Exercise input start

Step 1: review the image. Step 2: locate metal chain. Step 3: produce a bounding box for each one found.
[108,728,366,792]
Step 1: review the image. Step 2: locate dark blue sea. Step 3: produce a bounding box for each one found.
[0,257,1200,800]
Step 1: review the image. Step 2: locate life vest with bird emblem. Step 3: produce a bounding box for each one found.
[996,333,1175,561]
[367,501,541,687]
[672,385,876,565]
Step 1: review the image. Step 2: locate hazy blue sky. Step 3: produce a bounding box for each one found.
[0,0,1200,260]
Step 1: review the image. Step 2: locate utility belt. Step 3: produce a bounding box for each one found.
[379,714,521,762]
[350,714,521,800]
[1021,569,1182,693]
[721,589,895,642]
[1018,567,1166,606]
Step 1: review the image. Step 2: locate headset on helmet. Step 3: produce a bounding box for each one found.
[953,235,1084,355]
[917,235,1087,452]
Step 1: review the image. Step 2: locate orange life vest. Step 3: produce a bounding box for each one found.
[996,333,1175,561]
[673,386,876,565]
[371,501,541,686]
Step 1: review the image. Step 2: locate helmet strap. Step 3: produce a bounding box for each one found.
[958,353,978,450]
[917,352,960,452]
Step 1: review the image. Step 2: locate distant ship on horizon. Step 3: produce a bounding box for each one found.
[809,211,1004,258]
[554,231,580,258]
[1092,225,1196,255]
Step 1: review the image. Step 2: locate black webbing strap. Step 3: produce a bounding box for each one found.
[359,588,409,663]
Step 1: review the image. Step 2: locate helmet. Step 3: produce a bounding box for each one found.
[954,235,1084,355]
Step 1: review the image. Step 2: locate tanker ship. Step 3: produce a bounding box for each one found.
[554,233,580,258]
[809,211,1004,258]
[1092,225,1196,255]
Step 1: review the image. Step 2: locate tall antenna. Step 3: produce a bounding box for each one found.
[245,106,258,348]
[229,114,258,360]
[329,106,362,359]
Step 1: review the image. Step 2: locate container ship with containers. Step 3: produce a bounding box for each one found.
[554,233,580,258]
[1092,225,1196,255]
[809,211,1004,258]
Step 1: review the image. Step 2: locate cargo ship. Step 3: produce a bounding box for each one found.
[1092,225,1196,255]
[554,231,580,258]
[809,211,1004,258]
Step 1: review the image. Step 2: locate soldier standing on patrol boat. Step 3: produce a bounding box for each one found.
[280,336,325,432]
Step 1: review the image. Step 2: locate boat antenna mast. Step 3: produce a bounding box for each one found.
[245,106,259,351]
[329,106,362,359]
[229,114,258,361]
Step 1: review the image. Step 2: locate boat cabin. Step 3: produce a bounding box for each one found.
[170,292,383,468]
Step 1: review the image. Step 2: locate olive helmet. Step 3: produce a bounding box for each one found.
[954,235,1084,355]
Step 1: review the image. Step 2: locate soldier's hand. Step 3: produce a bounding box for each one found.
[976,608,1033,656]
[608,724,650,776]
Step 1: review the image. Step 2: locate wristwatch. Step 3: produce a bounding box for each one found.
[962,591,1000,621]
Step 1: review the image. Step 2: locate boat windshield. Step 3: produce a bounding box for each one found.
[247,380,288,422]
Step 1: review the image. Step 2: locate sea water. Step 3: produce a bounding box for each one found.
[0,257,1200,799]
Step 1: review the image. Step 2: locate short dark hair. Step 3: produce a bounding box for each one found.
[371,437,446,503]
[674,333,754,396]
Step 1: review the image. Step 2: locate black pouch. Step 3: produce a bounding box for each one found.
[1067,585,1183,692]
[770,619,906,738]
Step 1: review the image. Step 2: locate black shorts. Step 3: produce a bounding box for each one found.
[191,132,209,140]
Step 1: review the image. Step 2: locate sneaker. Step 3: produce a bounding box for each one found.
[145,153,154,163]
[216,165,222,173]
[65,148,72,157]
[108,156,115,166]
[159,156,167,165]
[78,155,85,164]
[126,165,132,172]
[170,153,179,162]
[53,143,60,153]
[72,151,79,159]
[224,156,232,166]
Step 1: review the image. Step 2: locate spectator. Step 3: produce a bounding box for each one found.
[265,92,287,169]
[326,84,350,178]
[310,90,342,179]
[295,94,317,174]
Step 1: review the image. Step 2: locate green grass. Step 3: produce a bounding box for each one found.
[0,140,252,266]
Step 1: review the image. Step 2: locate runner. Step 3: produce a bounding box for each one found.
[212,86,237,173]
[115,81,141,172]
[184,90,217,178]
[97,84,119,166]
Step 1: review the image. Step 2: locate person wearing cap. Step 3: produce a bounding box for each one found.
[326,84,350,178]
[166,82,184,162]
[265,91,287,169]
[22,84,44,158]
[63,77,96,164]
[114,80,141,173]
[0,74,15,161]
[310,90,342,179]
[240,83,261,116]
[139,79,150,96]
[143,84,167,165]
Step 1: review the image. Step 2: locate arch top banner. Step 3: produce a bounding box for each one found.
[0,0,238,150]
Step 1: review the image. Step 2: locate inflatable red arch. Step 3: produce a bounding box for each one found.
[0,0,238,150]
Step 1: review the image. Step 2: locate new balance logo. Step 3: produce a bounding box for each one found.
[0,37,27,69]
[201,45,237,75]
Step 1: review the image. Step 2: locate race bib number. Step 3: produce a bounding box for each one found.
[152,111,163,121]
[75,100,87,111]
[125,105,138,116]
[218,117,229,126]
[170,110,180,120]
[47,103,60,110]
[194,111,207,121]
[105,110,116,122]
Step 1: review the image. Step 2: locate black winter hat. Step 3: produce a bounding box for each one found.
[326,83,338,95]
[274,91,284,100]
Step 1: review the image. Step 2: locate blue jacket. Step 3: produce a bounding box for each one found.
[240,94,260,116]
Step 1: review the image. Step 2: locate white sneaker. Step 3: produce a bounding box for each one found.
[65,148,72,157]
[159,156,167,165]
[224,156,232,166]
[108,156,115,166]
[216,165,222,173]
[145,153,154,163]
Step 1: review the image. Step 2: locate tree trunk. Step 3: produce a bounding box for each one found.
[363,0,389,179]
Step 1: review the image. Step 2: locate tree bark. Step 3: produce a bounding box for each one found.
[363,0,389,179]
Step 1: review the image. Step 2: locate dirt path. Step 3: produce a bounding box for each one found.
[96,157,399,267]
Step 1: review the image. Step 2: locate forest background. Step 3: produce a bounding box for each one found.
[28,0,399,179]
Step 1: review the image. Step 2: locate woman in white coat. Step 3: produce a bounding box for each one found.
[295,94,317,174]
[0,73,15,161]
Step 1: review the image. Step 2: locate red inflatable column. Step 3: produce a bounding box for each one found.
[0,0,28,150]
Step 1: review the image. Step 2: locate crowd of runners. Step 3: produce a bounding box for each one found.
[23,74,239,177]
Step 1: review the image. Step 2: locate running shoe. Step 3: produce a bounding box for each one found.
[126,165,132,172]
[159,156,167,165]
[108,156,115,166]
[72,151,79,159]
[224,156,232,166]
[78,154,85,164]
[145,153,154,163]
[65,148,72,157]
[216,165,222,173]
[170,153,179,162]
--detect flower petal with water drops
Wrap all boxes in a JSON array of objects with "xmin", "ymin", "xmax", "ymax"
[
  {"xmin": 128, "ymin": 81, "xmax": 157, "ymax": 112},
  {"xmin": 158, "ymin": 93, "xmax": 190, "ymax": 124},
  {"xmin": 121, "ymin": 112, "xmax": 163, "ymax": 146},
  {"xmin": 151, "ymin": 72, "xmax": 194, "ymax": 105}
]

Exercise input end

▶ [The task] Reproduce all of the data above, swapping each "review" for "inspect" and leaving everything else unchanged.

▶ [Answer to this problem]
Step 1: inspect the image. Step 2: locate metal chain. Step 3: produce a bounding box for each one found.
[108,728,366,792]
Step 1: inspect the image. Step 2: locate dark blue sea. Step 3: produce a bounding box for each one found.
[0,257,1200,800]
Step 1: inspect the image. Step 2: locate life vest with bird emblem. Step 3: produce a bounding box for each one found.
[996,333,1175,561]
[367,501,541,687]
[672,385,876,565]
Step 1: inspect the image. Step 2: locate hazy blue sky. Step 3: produce a bounding box for each one found.
[0,0,1200,260]
Step 1: inspect the image. Step 2: locate utility belt. Step 3: produce a bounding box for each one found.
[379,714,521,762]
[350,714,521,800]
[1021,569,1182,693]
[721,589,895,642]
[1018,567,1166,606]
Step 1: inspect the image. Step 2: locate headset on helmet. Step 3: produce a bounding box for each one found.
[953,235,1084,355]
[917,235,1087,452]
Step 1: inspect the image. Step 2: locate orange life vest. Step 3: produce a bounding box for each one found.
[996,333,1175,561]
[673,386,876,565]
[371,501,541,686]
Step 1: inspect the image. Step 2: locate helmet strap. Step 3: produce a bounding box for each one found.
[958,353,978,450]
[917,352,960,452]
Step 1: inspect the image. Step 2: locate distant ship on horizon. Step 3: produce a bounding box for each one found.
[809,211,1004,258]
[554,231,580,258]
[1092,225,1196,255]
Step 1: inspect the image. Step 2: locate black webbing strap. Step 3: produce a bounding box for each one found.
[359,588,409,663]
Step 1: inspect the image. Step 2: locate helmet. Step 3: produce a bounding box for each one found.
[954,235,1084,355]
Step 1: inspect the image. Step 2: locate tanker ship. Step 3: produce a bounding box for each one found.
[554,233,580,258]
[809,211,1004,258]
[1092,225,1196,255]
Step 1: inspect the image. Step 2: locate tall antenna. Step 3: produce a bounding box for each one found.
[245,106,258,348]
[229,114,258,360]
[329,106,362,359]
Step 1: inspect the image. Step 2: locate container ship with containers. Step 3: produce a bounding box for each one found.
[554,233,580,258]
[1092,225,1196,255]
[809,211,1004,258]
Step 1: inspect the image. Step 2: locate cargo ship. Step 3: produce a bounding box for each one found.
[1092,225,1196,255]
[554,231,580,258]
[809,211,1004,258]
Step 1: inspect the image. Step 2: locate soldier standing on patrol boat. Step 3: produce a bounding box for each one found.
[280,336,325,432]
Step 1: inspect the image. Step 2: locate boat antenna mast. Step 3: produce a bounding box for each one found.
[245,106,259,351]
[329,106,362,359]
[229,114,258,361]
Step 1: inspect the image. Step 2: locate boat cabin. Step 3: produce a bounding box for each one found.
[170,292,383,468]
Step 1: inspect the image. Step 2: locate olive helmet. Step 3: produce a bounding box for each one found.
[954,235,1084,355]
Step 1: inspect the image. Step 2: locate soldier's hand. Step 3: produce a bounding box for each one found.
[976,608,1033,656]
[608,724,650,776]
Step 1: inspect the image. Step 2: locate wristwatch. Step 3: produce a bounding box for each one found.
[962,591,1000,621]
Step 1: inspect the image. Step 2: locate boat windshield. Step 3: produce a bounding box for each one found.
[247,380,288,422]
Step 1: inspect the image. Step 2: locate sea water. Step 3: produce a bounding box for each one found.
[0,257,1200,799]
Step 1: inspect the image. Step 2: locate short dark hair. Step 3: produce a bounding box for each one found.
[371,437,446,503]
[674,333,754,396]
Step 1: inspect the image. Step 2: locate black pouch. Step 3: produce a bounding box for each one found.
[1067,585,1183,692]
[770,619,906,738]
Step 1: inspect the image. Step 2: locate black shorts. Step 3: produce a bounding box for each one found.
[191,132,209,140]
Step 1: inspect the image. Step 2: locate sneaker. Step 3: produce a bounding box for each one found.
[145,153,154,163]
[216,165,222,173]
[65,148,72,157]
[108,156,115,166]
[159,156,167,165]
[78,155,85,164]
[126,165,132,172]
[170,153,179,162]
[53,143,60,153]
[72,151,79,159]
[224,156,232,166]
Step 1: inspect the image. Step 2: locate spectator. Step 3: produce a bounding box for each one found.
[265,92,287,169]
[326,84,350,178]
[310,90,342,179]
[295,94,317,174]
Step 1: inspect the image. Step 2: locate green grass. Step 3: produce a bounding box for each one found.
[0,140,252,266]
Step 1: inspect the image. Step 2: locate runner. Step 3: produce a bounding box for each one found.
[212,86,237,173]
[115,81,141,172]
[184,90,217,178]
[97,84,119,166]
Step 1: inspect the image. Step 2: locate person wearing cap. Step 3: produce a bounding box for each one found.
[326,84,350,178]
[166,82,184,162]
[265,91,287,169]
[22,84,44,158]
[63,77,96,164]
[114,80,141,173]
[0,74,15,161]
[310,90,342,179]
[240,83,261,116]
[139,79,150,96]
[143,84,167,165]
Step 1: inspect the image. Step 2: locate arch top banner. Step 3: produce a bounding box for each one found.
[0,0,238,150]
Step 1: inspect the image. Step 2: locate inflatable red arch. Step 3: produce a bounding box for each one found.
[0,0,238,150]
Step 1: inspect the image. Step 2: locate new balance logo. Step 3: produce a bounding box for each one found.
[0,37,27,69]
[201,45,237,75]
Step 1: inspect the image. Step 2: locate race bib number. Step 3: produce a bounding box for each one found.
[152,111,163,121]
[75,100,87,111]
[125,105,138,116]
[218,117,229,126]
[170,110,180,120]
[47,103,60,110]
[194,111,207,121]
[105,110,116,122]
Step 1: inspect the image. Step 2: locate black winter hat. Step 3: produce a bounding box for each one found.
[326,83,338,95]
[274,91,284,100]
Step 1: inspect the image. Step 2: locate blue jacket. Step 3: produce a bounding box for each one found.
[240,94,260,116]
Step 1: inspect the image. Step 2: locate white sneaker. Step 3: produce a bounding box for each one found.
[65,148,72,157]
[159,156,167,165]
[224,156,232,166]
[108,156,115,166]
[216,165,222,173]
[145,153,154,163]
Step 1: inspect the image. Step 2: locate tree trunk. Step 3: produce a bounding box for each one found.
[363,0,389,179]
Step 1: inspect the image. Step 2: locate tree bark. Step 3: produce a bounding box for each one found.
[363,0,389,179]
Step 1: inspect the image. Step 2: locate dirt path. Step 3: produce a bounding box for each one found.
[96,157,399,267]
Step 1: inspect the image. Step 2: locate forest background. Step 3: produce a bounding box for each one found.
[28,0,399,179]
Step 1: inspect the image. Step 2: locate woman in white coat. Step 3: produce a bounding box for each one found.
[295,94,317,174]
[0,73,15,161]
Step 1: inspect the image. Step 2: locate red inflatable column. Step 3: produce a bounding box for each one found.
[0,0,28,150]
Step 1: inspect the image. Step 2: locate crowd of runners. Step 3: produce a bounding box for each one found.
[23,74,239,177]
Step 1: inspect the image. Step 2: locate running shoe. Step 3: produce a bounding box for each one found.
[126,165,132,172]
[159,156,167,165]
[108,156,115,166]
[72,151,79,159]
[224,156,232,166]
[78,154,85,164]
[145,153,154,163]
[65,148,72,157]
[216,165,222,173]
[170,153,179,162]
--detect flower petal with water drops
Wrap all boxes in a JSON array of objects with "xmin", "ymin", "xmax", "ymax"
[
  {"xmin": 128, "ymin": 81, "xmax": 157, "ymax": 112},
  {"xmin": 158, "ymin": 93, "xmax": 190, "ymax": 124},
  {"xmin": 121, "ymin": 112, "xmax": 163, "ymax": 146},
  {"xmin": 151, "ymin": 72, "xmax": 194, "ymax": 105}
]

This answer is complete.